- _Supplied material_:

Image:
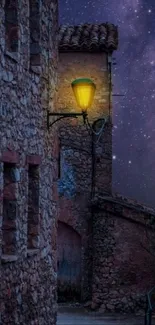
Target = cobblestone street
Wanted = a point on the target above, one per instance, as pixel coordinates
(79, 316)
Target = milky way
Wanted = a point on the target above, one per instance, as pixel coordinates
(133, 76)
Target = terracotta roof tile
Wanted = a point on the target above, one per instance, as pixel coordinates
(88, 38)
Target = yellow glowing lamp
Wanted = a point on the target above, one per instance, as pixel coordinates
(84, 91)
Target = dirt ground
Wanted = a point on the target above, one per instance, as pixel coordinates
(80, 316)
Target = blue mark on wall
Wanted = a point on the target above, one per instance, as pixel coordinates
(67, 182)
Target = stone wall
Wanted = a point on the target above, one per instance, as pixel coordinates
(123, 269)
(27, 227)
(85, 159)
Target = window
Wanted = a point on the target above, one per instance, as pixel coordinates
(33, 207)
(9, 242)
(34, 32)
(11, 25)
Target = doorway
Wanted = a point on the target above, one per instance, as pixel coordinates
(69, 264)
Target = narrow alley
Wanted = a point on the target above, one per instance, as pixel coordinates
(80, 316)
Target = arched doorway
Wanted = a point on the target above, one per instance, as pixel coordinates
(69, 263)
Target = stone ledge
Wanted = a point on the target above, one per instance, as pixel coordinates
(13, 56)
(32, 252)
(9, 258)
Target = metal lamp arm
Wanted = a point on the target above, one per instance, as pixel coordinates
(64, 115)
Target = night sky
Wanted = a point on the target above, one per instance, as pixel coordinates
(133, 76)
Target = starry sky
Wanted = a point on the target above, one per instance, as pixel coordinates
(133, 76)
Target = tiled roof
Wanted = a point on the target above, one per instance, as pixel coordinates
(88, 38)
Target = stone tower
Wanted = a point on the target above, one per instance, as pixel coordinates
(28, 76)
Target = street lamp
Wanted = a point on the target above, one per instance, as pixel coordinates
(84, 91)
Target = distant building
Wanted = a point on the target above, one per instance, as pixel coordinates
(100, 257)
(28, 76)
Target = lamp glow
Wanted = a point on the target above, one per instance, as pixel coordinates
(84, 91)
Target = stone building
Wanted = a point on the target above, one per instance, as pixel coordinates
(28, 210)
(100, 258)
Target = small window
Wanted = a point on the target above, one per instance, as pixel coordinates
(33, 207)
(34, 32)
(11, 25)
(9, 242)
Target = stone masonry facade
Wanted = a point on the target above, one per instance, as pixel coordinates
(28, 162)
(77, 149)
(115, 270)
(123, 266)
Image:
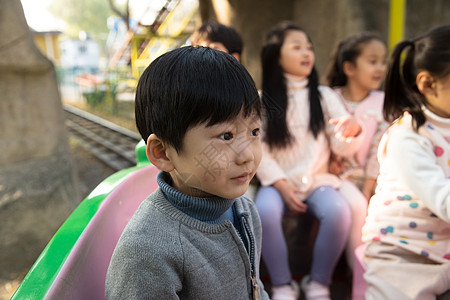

- _Exercise directions_: Copy each line of the listing that carries the word "street".

- _Exercise output_:
Target = cobblestone street
Target = street lamp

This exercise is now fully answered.